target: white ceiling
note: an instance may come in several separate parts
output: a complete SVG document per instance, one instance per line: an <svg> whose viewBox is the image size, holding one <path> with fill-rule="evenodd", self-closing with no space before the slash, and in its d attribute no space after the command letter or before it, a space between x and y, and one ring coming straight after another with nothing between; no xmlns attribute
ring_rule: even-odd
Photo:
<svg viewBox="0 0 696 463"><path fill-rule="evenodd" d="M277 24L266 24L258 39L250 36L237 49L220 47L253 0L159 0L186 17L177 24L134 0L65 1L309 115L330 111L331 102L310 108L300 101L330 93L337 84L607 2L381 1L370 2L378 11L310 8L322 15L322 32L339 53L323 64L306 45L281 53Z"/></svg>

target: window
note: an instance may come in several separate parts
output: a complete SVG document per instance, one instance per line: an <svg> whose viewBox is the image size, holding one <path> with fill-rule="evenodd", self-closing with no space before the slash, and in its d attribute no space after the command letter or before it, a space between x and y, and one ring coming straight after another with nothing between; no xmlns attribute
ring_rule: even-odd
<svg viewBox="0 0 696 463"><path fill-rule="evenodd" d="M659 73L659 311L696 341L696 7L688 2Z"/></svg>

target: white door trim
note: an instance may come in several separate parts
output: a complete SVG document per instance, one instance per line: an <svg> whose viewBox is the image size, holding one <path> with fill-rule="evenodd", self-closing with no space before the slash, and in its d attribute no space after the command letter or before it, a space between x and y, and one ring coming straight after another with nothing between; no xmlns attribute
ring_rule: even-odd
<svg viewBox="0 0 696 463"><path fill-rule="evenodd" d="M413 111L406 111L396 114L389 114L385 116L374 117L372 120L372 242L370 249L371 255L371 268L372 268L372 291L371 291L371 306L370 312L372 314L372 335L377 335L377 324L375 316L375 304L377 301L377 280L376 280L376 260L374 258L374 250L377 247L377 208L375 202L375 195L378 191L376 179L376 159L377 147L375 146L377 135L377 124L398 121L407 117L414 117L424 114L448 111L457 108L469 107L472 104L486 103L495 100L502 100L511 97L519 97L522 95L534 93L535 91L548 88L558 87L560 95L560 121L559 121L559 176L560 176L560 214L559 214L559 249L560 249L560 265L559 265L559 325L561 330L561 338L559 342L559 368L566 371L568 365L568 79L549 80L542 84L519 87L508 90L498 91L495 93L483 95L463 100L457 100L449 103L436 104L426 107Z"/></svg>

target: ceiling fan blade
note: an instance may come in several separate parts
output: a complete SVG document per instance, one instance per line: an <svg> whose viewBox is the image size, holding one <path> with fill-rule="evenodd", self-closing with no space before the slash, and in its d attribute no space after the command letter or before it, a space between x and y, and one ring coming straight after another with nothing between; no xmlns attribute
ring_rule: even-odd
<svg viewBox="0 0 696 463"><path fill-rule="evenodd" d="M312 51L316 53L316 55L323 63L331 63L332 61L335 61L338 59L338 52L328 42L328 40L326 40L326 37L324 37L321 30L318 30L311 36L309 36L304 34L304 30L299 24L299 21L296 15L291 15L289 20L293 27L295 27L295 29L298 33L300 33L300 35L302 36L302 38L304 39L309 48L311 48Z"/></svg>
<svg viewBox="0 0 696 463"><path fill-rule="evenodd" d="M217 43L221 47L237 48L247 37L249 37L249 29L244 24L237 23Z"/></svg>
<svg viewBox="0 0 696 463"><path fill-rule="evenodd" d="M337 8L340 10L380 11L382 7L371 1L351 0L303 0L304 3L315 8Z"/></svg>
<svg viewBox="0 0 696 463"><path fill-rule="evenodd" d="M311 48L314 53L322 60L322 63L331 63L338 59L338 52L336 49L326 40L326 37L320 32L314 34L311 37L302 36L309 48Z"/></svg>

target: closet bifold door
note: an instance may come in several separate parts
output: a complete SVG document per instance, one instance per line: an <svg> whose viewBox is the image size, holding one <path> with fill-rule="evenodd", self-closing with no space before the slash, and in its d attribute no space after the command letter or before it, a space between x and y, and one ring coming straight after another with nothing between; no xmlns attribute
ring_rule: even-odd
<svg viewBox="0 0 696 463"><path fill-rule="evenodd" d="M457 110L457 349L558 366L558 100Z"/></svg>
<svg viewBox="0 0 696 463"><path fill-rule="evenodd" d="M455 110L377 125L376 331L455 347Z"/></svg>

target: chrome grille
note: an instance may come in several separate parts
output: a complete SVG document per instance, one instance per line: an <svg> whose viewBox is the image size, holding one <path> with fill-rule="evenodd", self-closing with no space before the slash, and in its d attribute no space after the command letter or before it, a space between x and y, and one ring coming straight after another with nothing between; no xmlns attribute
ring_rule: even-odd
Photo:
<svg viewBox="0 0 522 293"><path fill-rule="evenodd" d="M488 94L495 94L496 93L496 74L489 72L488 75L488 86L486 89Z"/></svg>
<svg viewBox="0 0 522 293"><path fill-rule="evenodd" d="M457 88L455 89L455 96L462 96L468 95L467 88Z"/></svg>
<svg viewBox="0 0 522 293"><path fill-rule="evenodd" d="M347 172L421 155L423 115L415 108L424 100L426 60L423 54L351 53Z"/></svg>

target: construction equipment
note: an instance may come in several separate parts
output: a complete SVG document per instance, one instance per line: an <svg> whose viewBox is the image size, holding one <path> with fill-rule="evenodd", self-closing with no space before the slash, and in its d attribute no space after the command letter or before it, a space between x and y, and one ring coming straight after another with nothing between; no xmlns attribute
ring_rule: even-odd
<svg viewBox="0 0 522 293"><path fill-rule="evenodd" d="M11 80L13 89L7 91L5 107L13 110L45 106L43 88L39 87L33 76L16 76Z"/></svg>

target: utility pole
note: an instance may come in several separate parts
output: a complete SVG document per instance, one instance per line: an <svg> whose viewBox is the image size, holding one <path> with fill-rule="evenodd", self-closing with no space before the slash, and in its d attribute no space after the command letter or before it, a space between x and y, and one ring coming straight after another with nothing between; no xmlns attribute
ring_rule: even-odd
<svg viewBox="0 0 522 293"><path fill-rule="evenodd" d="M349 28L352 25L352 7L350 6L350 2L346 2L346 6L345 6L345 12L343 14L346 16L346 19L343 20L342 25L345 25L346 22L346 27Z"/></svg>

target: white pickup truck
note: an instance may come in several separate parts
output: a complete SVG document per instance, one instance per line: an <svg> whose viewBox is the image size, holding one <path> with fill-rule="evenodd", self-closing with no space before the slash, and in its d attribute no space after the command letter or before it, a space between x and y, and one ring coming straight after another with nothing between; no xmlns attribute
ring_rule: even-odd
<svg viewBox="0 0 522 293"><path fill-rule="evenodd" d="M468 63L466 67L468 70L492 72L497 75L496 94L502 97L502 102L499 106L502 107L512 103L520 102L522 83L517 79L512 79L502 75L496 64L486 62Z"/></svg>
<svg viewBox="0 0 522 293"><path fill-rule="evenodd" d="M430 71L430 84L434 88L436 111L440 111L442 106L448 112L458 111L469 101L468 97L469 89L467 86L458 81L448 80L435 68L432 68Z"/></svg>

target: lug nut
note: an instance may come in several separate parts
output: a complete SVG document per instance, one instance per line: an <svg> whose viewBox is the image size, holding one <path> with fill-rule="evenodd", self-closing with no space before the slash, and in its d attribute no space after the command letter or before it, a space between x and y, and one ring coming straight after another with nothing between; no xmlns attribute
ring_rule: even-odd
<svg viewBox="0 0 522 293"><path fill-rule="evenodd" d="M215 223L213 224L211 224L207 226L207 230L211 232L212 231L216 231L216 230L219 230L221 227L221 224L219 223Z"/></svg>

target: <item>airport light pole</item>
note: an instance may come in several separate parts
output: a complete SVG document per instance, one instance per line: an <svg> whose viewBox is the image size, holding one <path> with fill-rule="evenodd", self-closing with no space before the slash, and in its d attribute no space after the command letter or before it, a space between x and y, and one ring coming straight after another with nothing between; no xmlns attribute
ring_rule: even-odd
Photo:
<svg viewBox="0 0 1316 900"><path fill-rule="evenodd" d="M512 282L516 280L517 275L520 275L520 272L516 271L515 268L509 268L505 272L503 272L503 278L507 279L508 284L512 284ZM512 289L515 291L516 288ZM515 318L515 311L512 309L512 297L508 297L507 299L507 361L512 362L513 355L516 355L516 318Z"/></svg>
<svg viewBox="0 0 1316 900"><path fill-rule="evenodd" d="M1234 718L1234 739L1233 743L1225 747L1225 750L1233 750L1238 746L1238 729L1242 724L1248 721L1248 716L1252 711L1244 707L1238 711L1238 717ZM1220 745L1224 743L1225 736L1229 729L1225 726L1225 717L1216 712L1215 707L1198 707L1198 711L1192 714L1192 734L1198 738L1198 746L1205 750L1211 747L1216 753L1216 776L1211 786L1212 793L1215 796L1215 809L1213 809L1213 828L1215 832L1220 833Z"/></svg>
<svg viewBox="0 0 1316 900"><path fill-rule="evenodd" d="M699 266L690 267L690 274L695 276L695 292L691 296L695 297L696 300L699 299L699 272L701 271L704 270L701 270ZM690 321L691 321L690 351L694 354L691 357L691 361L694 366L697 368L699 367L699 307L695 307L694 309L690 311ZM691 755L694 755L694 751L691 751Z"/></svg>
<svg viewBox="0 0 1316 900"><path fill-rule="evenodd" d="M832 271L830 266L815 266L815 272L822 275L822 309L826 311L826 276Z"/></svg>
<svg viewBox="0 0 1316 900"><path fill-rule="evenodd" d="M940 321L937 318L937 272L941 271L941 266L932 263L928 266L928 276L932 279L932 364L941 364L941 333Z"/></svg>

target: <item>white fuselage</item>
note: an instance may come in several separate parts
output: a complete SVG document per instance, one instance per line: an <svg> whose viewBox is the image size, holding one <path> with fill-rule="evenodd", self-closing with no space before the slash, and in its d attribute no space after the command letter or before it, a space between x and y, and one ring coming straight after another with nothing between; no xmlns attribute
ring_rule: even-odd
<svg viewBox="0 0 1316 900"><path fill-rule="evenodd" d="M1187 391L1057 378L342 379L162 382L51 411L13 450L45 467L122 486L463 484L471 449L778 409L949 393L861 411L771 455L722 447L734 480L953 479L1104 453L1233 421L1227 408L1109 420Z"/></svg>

- [Written request] Repeat, unchanged, the lines from the line with "target: window" to the line with "73L659 311L696 341L696", including both of those lines.

- [Task answer]
target: window
note: an instance may come in several separate parts
output: a complete SVG document per instance, one instance per line: an <svg> whose viewBox is the image size, holding one <path> with fill-rule="evenodd", self-closing with no space before the slash, and in its d attribute no space after the command letter or before it, a space between x and y, and one ring coming straight after another with nothing between; no xmlns attribute
ring_rule: even-odd
<svg viewBox="0 0 696 463"><path fill-rule="evenodd" d="M659 73L659 311L696 341L696 7L688 2Z"/></svg>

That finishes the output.